=== Section Start ===
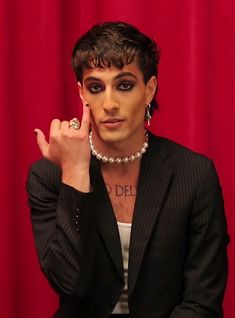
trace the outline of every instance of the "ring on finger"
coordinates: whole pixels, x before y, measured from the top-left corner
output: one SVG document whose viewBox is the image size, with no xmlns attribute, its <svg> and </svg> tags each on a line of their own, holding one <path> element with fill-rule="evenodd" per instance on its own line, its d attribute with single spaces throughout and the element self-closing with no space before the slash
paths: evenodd
<svg viewBox="0 0 235 318">
<path fill-rule="evenodd" d="M 80 121 L 77 118 L 73 118 L 69 121 L 69 127 L 78 130 L 81 127 Z"/>
</svg>

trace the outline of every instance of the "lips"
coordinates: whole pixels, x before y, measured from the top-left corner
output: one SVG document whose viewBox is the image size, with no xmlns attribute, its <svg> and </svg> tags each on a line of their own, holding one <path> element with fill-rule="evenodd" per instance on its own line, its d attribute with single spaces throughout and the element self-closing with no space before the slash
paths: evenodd
<svg viewBox="0 0 235 318">
<path fill-rule="evenodd" d="M 120 129 L 124 123 L 124 119 L 120 117 L 109 117 L 105 118 L 101 124 L 108 130 Z"/>
<path fill-rule="evenodd" d="M 115 123 L 122 122 L 122 121 L 124 121 L 124 119 L 112 117 L 112 118 L 106 118 L 105 120 L 102 121 L 102 123 L 103 124 L 115 124 Z"/>
</svg>

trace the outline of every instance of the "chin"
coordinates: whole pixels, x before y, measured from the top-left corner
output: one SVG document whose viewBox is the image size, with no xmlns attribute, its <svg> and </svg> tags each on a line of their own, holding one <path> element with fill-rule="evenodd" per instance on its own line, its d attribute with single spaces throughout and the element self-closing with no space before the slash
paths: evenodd
<svg viewBox="0 0 235 318">
<path fill-rule="evenodd" d="M 119 143 L 128 138 L 123 131 L 100 132 L 98 135 L 103 142 L 107 143 Z"/>
</svg>

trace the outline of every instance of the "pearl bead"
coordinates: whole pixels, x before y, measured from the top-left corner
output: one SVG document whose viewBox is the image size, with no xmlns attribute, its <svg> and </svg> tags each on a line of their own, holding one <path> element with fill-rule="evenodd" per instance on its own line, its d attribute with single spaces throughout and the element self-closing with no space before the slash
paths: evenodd
<svg viewBox="0 0 235 318">
<path fill-rule="evenodd" d="M 96 157 L 97 157 L 98 160 L 102 159 L 102 155 L 100 153 L 97 153 Z"/>
<path fill-rule="evenodd" d="M 103 156 L 103 157 L 102 157 L 102 161 L 103 161 L 103 162 L 108 162 L 108 161 L 109 161 L 109 158 L 108 158 L 107 156 Z"/>
<path fill-rule="evenodd" d="M 97 158 L 97 159 L 98 159 L 98 158 Z M 115 162 L 115 159 L 114 159 L 113 157 L 110 157 L 110 158 L 109 158 L 109 162 L 110 162 L 110 163 L 114 163 L 114 162 Z"/>
</svg>

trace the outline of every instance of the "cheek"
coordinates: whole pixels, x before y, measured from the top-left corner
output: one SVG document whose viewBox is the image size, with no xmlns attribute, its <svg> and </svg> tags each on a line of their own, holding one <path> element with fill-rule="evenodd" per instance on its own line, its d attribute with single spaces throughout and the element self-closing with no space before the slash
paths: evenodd
<svg viewBox="0 0 235 318">
<path fill-rule="evenodd" d="M 100 94 L 97 95 L 91 95 L 89 94 L 87 96 L 87 101 L 90 105 L 91 112 L 94 114 L 97 114 L 101 111 L 102 109 L 102 98 Z"/>
<path fill-rule="evenodd" d="M 92 107 L 97 104 L 97 100 L 99 100 L 99 94 L 91 94 L 86 88 L 83 91 L 84 99 L 88 102 L 88 104 Z"/>
<path fill-rule="evenodd" d="M 145 100 L 143 98 L 140 99 L 132 99 L 132 103 L 129 106 L 129 111 L 134 117 L 144 117 L 145 114 Z"/>
<path fill-rule="evenodd" d="M 94 106 L 90 106 L 91 118 L 94 120 L 97 117 L 97 109 Z"/>
<path fill-rule="evenodd" d="M 98 123 L 101 116 L 101 108 L 98 107 L 97 105 L 91 105 L 90 106 L 90 110 L 91 110 L 91 123 Z"/>
<path fill-rule="evenodd" d="M 90 119 L 91 119 L 91 127 L 92 127 L 92 129 L 97 130 L 96 127 L 97 127 L 98 121 L 97 121 L 96 116 L 92 112 L 91 112 Z"/>
</svg>

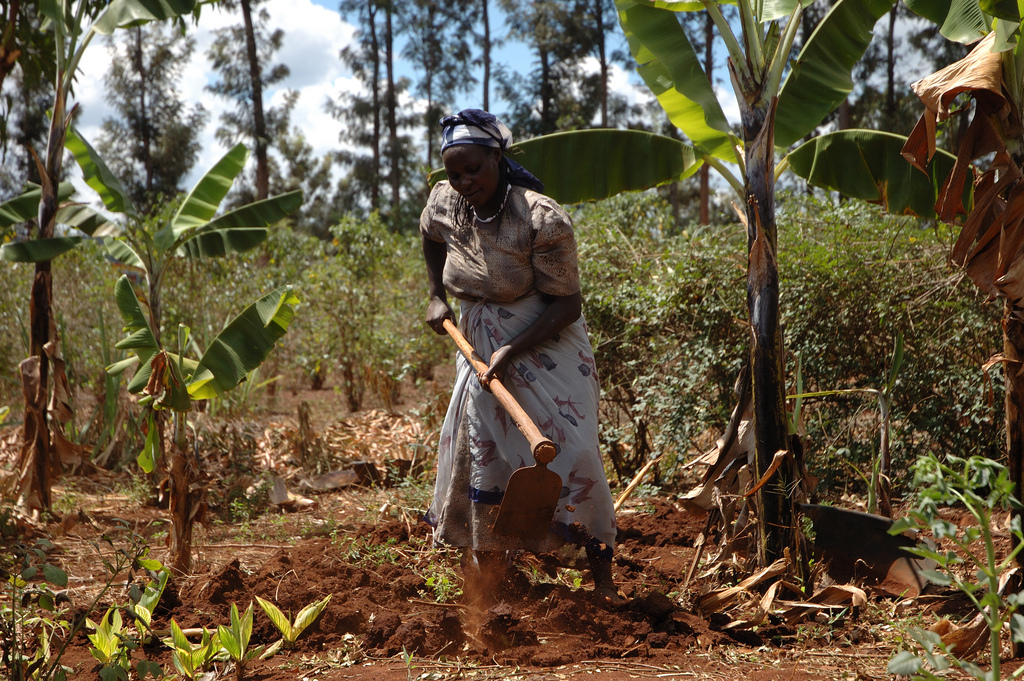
=== Section End ===
WHAT YOU NEED TO DO
Leaving the pictures out, write out every entry exactly.

RESPONSE
trace the outline of every instance of the "ring on finger"
coordinates: whole pixels, x before y, measured from the top-left corner
output: one SVG document whose viewBox is the image size, with no xmlns attribute, its <svg> and </svg> tags each on a line of their own, holding one <path> element with fill-rule="evenodd" per instance on its own line, its d attribute with single spaces throughout and the element self-closing with no space before the slash
paths: evenodd
<svg viewBox="0 0 235 318">
<path fill-rule="evenodd" d="M 80 121 L 77 118 L 73 118 L 69 121 L 69 127 L 78 130 L 81 127 Z"/>
</svg>

trace the outline of every instance of the "lips"
coordinates: whole pixels, x before y, measured from the top-left corner
output: one SVG document whose viewBox is the image size, with no xmlns attribute, its <svg> and </svg> tags each on a line of their own, holding one <path> element with fill-rule="evenodd" per instance on its own line, its d attribute with single spaces throughout and the element self-closing with no space before the slash
paths: evenodd
<svg viewBox="0 0 235 318">
<path fill-rule="evenodd" d="M 120 129 L 124 123 L 124 119 L 120 117 L 109 117 L 105 118 L 101 124 L 108 130 Z"/>
<path fill-rule="evenodd" d="M 115 123 L 122 122 L 122 121 L 124 121 L 124 119 L 112 117 L 112 118 L 106 118 L 105 120 L 102 121 L 102 123 L 103 124 L 115 124 Z"/>
</svg>

trace the outline of every instance of the "chin"
coordinates: whole pixels, x before y, measured from the top-left corner
output: one SVG document whose viewBox is the image size, with no xmlns attribute, its <svg> and </svg> tags each on a line of their own, holding one <path> element with fill-rule="evenodd" per instance on its own line, its d attribute with single spaces throughout and the element self-closing with no space before the slash
paths: evenodd
<svg viewBox="0 0 235 318">
<path fill-rule="evenodd" d="M 119 143 L 128 138 L 123 131 L 100 132 L 98 135 L 103 142 L 107 143 Z"/>
</svg>

trace the outline of every instance of the "pearl bead"
coordinates: whole pixels, x before y, measured from the top-left corner
output: one SVG document whose viewBox is the image size, with no xmlns attribute, its <svg> and </svg> tags each on a line of their own, holding one <path> element with fill-rule="evenodd" per instance on its own line, its d attribute with single spaces throughout and the element self-closing with no space before the slash
paths: evenodd
<svg viewBox="0 0 235 318">
<path fill-rule="evenodd" d="M 96 157 L 97 157 L 98 160 L 102 159 L 102 155 L 100 153 L 97 153 Z"/>
<path fill-rule="evenodd" d="M 103 156 L 103 157 L 102 157 L 102 161 L 103 161 L 103 162 L 108 162 L 108 161 L 109 161 L 109 158 L 108 158 L 107 156 Z"/>
<path fill-rule="evenodd" d="M 97 158 L 97 159 L 98 159 L 98 158 Z M 115 162 L 115 159 L 114 159 L 113 157 L 110 157 L 110 158 L 109 158 L 109 162 L 110 162 L 110 163 L 114 163 L 114 162 Z"/>
</svg>

trace the outline of every instance of the "cheek"
coordinates: whole pixels, x before y, measured from the top-left corner
output: one SVG document whose viewBox is the image size, with no xmlns attribute, its <svg> and </svg> tags each on a line of their own, holding one <path> element with fill-rule="evenodd" per instance on its own line, its d attribute with single spaces throughout and the element self-closing with no space before the slash
paths: evenodd
<svg viewBox="0 0 235 318">
<path fill-rule="evenodd" d="M 100 94 L 97 95 L 91 95 L 89 94 L 87 96 L 87 101 L 90 105 L 91 112 L 94 114 L 97 114 L 101 111 L 102 109 L 102 98 Z"/>
<path fill-rule="evenodd" d="M 92 107 L 97 104 L 97 100 L 99 100 L 99 94 L 91 94 L 86 88 L 83 91 L 84 99 L 88 102 L 88 104 Z"/>
<path fill-rule="evenodd" d="M 145 100 L 143 98 L 140 99 L 132 99 L 132 103 L 129 106 L 129 111 L 134 117 L 144 117 L 145 114 Z"/>
<path fill-rule="evenodd" d="M 94 106 L 90 106 L 91 118 L 94 120 L 97 117 L 97 109 Z"/>
<path fill-rule="evenodd" d="M 98 123 L 101 116 L 101 108 L 98 107 L 97 105 L 91 105 L 90 106 L 90 110 L 91 110 L 91 123 Z"/>
<path fill-rule="evenodd" d="M 90 119 L 91 119 L 91 127 L 92 127 L 92 129 L 97 130 L 96 127 L 97 127 L 98 121 L 97 121 L 96 116 L 92 112 L 91 112 Z"/>
</svg>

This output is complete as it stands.